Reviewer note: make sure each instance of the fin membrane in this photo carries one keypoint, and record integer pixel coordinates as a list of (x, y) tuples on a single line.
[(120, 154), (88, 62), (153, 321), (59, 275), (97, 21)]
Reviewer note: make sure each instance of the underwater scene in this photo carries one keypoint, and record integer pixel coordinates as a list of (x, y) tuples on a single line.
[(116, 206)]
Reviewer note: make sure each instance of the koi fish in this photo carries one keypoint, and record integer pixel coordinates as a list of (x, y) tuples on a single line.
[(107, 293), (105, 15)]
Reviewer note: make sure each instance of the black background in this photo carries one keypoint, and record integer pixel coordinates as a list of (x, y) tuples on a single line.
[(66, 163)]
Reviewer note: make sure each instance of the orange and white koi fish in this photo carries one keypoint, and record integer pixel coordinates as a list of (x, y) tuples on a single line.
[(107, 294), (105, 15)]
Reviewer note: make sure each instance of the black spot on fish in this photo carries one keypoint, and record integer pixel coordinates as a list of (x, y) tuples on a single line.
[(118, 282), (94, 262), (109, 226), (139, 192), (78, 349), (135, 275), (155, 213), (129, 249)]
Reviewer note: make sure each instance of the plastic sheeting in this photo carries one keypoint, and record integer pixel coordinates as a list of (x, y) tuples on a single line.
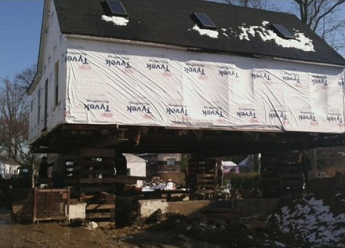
[(133, 85)]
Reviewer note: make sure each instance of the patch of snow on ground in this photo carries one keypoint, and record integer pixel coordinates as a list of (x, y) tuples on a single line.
[(264, 23), (312, 221), (207, 32), (117, 20), (300, 41)]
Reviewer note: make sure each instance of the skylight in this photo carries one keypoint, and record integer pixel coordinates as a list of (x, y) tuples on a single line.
[(282, 31), (117, 8), (204, 21)]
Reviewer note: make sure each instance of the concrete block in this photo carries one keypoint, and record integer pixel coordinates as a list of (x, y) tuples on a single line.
[(77, 211)]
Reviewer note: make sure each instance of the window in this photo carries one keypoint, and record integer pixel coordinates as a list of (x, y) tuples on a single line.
[(56, 84), (117, 8), (171, 161), (282, 31), (39, 105), (204, 21)]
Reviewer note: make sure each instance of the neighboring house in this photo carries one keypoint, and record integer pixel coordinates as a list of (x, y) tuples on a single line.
[(8, 167), (136, 166), (154, 69)]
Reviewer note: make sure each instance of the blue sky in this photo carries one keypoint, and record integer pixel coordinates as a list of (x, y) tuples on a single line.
[(20, 25)]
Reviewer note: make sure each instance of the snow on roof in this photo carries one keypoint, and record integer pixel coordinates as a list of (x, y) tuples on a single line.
[(300, 41), (117, 20), (210, 33)]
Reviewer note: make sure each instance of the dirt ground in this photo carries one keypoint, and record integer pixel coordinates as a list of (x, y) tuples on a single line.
[(174, 232), (53, 235), (313, 219)]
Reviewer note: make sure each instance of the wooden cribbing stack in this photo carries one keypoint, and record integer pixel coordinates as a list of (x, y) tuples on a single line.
[(202, 177)]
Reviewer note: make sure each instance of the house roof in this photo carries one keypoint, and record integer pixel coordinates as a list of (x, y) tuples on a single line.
[(169, 22)]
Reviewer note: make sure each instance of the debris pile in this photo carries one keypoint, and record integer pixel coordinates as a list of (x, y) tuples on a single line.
[(311, 221)]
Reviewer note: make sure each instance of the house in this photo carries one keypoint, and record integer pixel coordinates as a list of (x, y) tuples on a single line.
[(182, 76), (136, 166), (8, 167)]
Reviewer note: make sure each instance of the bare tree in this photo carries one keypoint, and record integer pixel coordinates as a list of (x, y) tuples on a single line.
[(324, 18), (14, 117)]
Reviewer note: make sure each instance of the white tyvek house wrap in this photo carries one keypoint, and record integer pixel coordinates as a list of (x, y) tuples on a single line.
[(132, 85), (54, 49)]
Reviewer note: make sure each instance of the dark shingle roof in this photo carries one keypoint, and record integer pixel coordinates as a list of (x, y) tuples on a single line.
[(168, 22)]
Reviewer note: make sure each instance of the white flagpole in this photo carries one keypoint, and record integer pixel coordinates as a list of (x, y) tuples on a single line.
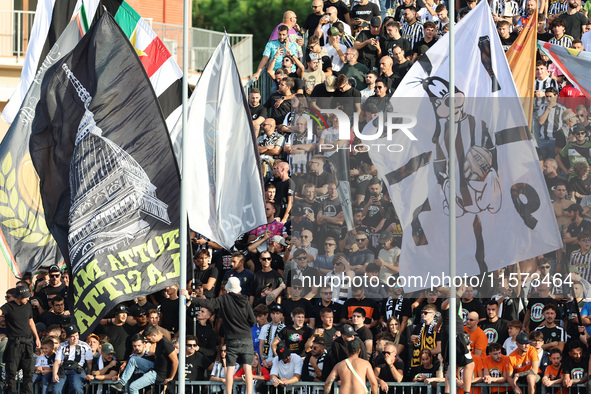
[(184, 198), (452, 201)]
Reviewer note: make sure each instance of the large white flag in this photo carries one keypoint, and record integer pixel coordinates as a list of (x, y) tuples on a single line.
[(224, 179), (503, 210)]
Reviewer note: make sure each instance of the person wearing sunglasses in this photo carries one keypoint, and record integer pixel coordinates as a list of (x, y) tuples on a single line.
[(425, 335), (55, 287), (196, 365), (574, 151)]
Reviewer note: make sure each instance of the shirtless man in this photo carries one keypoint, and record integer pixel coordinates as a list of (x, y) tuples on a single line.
[(560, 204), (353, 372)]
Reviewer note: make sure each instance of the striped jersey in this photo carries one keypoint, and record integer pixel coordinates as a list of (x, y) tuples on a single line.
[(582, 262), (565, 41), (558, 8), (413, 33)]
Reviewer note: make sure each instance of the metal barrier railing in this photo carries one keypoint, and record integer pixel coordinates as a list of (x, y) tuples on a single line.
[(209, 387)]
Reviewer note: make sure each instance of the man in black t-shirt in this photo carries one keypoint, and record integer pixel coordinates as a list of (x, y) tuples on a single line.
[(162, 370), (119, 332), (368, 44), (257, 110), (196, 363), (575, 368), (22, 337)]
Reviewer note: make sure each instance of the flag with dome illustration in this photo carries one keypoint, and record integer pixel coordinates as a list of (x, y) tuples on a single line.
[(112, 208)]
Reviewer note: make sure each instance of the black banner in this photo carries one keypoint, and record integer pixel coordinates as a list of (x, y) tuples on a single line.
[(108, 177)]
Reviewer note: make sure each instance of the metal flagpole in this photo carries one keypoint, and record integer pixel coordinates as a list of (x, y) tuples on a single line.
[(452, 201), (184, 198)]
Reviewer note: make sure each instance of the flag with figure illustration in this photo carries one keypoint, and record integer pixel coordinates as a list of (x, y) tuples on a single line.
[(113, 210), (503, 211), (574, 64), (25, 242)]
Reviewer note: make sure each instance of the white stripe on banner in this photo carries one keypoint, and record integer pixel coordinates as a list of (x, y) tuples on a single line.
[(503, 210)]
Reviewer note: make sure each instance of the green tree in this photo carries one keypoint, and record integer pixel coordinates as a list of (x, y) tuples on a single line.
[(256, 17)]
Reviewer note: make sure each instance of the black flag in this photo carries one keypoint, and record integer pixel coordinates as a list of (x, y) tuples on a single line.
[(108, 177)]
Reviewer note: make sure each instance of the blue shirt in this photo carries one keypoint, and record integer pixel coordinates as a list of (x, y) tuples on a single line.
[(273, 46)]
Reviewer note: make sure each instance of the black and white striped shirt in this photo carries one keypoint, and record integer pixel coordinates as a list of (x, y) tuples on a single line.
[(543, 85), (582, 262), (558, 8), (320, 363), (565, 41), (413, 33)]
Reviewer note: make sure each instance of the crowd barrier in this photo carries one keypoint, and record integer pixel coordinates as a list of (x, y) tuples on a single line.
[(208, 387)]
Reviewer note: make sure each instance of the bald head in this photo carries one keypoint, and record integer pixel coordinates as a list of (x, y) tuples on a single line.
[(290, 18), (472, 321), (333, 13)]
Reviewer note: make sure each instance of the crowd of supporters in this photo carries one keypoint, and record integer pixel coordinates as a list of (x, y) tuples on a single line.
[(299, 269)]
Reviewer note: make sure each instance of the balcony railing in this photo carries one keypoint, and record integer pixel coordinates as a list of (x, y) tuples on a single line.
[(15, 30)]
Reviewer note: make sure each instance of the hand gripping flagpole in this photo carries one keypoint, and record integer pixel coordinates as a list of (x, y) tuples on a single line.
[(184, 198), (452, 201)]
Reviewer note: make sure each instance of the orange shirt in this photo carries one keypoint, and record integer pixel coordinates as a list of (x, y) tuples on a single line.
[(478, 340), (478, 366), (552, 372), (496, 370), (523, 363)]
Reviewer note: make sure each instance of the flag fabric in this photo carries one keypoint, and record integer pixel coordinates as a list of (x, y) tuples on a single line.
[(226, 197), (112, 208), (164, 73), (503, 212), (26, 244), (51, 19), (339, 163), (574, 64), (522, 61)]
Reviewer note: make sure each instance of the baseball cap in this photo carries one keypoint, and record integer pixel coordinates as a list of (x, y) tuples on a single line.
[(197, 283), (279, 239), (22, 292), (574, 207), (330, 84), (276, 308), (353, 346), (522, 338), (121, 308), (283, 351), (333, 31), (71, 329), (347, 330), (107, 348), (385, 237)]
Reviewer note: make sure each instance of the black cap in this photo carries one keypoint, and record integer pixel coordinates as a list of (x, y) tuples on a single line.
[(22, 292), (522, 338), (386, 236), (197, 283), (348, 330), (71, 329), (354, 346), (283, 351), (574, 207), (276, 308), (121, 308)]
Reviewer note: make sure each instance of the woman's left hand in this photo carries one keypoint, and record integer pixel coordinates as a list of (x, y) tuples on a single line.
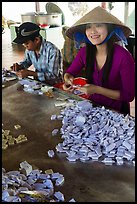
[(88, 88), (22, 73)]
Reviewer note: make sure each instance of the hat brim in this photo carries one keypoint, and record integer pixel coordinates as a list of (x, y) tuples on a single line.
[(21, 40), (81, 28), (97, 15)]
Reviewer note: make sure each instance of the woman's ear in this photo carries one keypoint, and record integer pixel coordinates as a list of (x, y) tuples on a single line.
[(37, 39)]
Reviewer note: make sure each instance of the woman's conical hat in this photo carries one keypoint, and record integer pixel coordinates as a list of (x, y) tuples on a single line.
[(97, 15)]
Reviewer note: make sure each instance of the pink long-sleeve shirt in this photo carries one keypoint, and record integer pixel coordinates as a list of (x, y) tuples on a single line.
[(121, 77)]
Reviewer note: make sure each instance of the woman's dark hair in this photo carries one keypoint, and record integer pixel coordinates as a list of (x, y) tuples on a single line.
[(33, 38), (91, 54)]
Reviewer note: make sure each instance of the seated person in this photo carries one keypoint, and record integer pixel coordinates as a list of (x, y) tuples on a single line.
[(110, 68), (43, 55)]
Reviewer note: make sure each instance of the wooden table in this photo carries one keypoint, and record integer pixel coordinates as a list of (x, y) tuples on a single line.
[(85, 182)]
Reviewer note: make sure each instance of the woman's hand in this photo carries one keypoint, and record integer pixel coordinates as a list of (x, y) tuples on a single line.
[(68, 82), (88, 89), (15, 67), (22, 73)]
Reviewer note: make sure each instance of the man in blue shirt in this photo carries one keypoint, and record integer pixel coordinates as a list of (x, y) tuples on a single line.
[(45, 56)]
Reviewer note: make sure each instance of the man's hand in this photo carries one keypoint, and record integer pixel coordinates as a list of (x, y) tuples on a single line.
[(15, 67)]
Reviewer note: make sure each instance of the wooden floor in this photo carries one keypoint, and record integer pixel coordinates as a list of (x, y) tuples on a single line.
[(12, 53)]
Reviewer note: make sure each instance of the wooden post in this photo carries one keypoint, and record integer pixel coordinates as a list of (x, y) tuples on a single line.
[(126, 12), (37, 7)]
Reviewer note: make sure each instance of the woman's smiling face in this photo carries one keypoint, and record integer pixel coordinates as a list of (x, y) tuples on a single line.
[(96, 32)]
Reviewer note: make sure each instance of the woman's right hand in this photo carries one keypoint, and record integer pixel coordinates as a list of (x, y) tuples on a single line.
[(68, 82), (15, 67)]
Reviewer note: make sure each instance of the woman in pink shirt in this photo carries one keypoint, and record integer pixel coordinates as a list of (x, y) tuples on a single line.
[(110, 68)]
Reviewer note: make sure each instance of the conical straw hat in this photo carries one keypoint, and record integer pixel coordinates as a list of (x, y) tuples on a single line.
[(97, 15)]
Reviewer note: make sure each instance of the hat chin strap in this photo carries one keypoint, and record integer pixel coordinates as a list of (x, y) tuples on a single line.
[(82, 38)]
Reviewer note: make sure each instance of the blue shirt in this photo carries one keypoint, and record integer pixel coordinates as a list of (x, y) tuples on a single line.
[(48, 64)]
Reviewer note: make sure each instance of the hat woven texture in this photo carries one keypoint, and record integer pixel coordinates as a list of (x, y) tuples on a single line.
[(97, 15), (26, 31)]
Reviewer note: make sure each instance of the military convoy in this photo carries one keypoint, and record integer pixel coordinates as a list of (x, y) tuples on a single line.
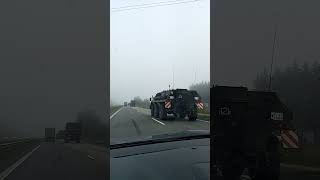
[(180, 103), (248, 128)]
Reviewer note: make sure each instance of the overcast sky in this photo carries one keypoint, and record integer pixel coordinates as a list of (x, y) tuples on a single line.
[(52, 63), (243, 35), (149, 44)]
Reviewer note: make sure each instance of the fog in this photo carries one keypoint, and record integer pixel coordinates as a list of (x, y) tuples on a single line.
[(53, 64), (152, 48), (243, 34)]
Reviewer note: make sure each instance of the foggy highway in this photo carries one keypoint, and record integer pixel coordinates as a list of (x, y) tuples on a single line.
[(63, 161), (134, 121)]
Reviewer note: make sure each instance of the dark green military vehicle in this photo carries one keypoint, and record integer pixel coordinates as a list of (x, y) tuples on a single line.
[(180, 103), (249, 128)]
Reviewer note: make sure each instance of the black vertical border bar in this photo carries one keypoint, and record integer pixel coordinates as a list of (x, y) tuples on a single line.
[(212, 60), (107, 75)]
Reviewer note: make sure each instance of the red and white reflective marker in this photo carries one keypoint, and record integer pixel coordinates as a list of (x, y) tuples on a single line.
[(289, 139), (199, 105)]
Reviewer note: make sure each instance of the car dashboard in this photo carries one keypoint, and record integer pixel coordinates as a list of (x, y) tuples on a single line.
[(184, 159)]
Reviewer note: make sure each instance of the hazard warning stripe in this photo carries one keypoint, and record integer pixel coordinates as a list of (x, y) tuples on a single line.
[(293, 135), (199, 105), (167, 104)]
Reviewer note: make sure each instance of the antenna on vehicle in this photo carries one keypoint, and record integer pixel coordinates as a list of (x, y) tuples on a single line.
[(172, 76), (272, 55)]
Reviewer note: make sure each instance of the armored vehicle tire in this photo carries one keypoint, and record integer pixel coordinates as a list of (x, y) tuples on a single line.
[(156, 111), (182, 115), (162, 112), (152, 110)]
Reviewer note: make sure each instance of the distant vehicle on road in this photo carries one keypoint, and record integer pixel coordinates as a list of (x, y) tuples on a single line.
[(132, 103), (72, 132), (179, 102), (50, 134), (60, 134)]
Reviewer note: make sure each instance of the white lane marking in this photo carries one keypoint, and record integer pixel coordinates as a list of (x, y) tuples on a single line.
[(203, 120), (6, 172), (115, 113), (90, 157), (158, 121)]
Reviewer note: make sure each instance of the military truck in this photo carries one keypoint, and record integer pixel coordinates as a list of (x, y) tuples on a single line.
[(132, 103), (50, 134), (72, 132), (249, 128), (178, 102)]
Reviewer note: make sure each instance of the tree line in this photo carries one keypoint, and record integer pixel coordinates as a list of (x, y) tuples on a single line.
[(298, 85)]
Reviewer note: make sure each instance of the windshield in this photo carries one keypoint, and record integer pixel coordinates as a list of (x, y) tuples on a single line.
[(160, 70)]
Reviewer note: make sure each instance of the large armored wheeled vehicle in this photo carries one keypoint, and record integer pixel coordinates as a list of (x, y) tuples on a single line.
[(249, 128), (178, 102)]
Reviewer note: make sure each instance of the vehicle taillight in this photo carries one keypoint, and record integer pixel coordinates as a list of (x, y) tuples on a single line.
[(167, 104), (199, 104)]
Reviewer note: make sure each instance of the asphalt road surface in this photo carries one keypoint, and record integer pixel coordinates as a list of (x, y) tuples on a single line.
[(63, 161), (137, 122)]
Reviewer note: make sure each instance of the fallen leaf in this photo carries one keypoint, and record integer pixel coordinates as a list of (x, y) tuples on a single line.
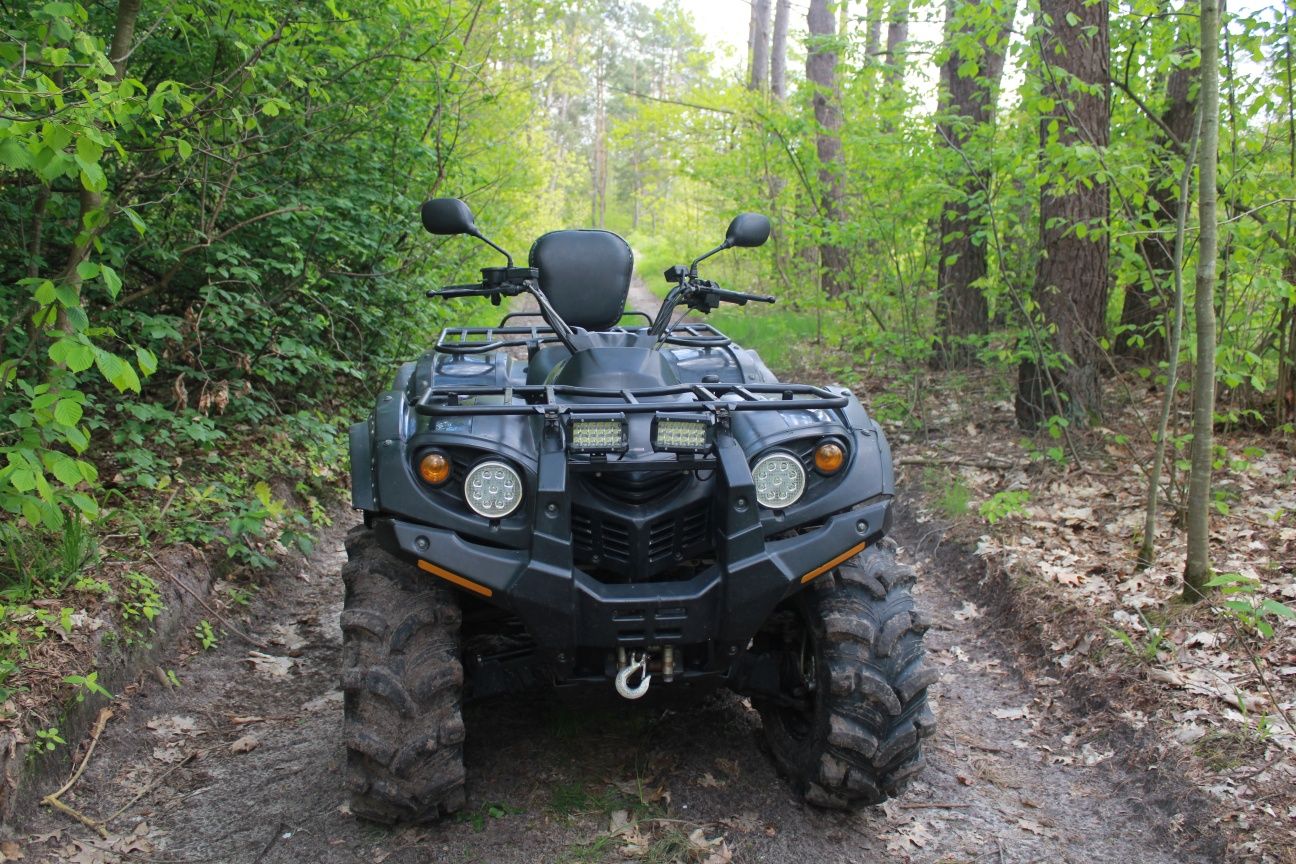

|---|

## GIVEN INSTRUCTION
Return, word for word, the lines of the material from the line containing "Reviewer note: make sure each instance of the wooden cribbing" up to and including the line containing "[(132, 85), (54, 49)]".

## RESPONSE BELOW
Reviewer note: make sure each instance of the wooden cribbing stack in this photo carries one keypoint, and record integer pixel coordinates as a list of (x, y) tuples on a single line.
[(202, 177)]
Reviewer note: make sure each instance of the house roof in this photo carries one keypoint, and record integer pixel coordinates as a list of (x, y) tuples on a single line.
[(169, 22)]
Reviewer note: make sure each instance of the debris pile in this photo carries one keypoint, and record integer pixel coordinates as a list of (x, y) tuples on a single line.
[(311, 221)]
Reviewer note: make sure each instance of the house in this photo carries one keypoint, and record integer pixel coordinates as a list of (x, y) tuples on a single line.
[(182, 76), (136, 166), (8, 167)]
Reviewer note: make sure each instance of the bare tree in this photo carries one keypoint, and record integer pixel coordinates as a list of (x, y) tuples on a single line.
[(324, 18), (14, 117)]
Reviewer note: make sure each instance of the white tyvek house wrap in this photo carries one keypoint, and record integer pixel coordinates as a list of (x, y) tuples on a single line.
[(132, 85), (54, 49)]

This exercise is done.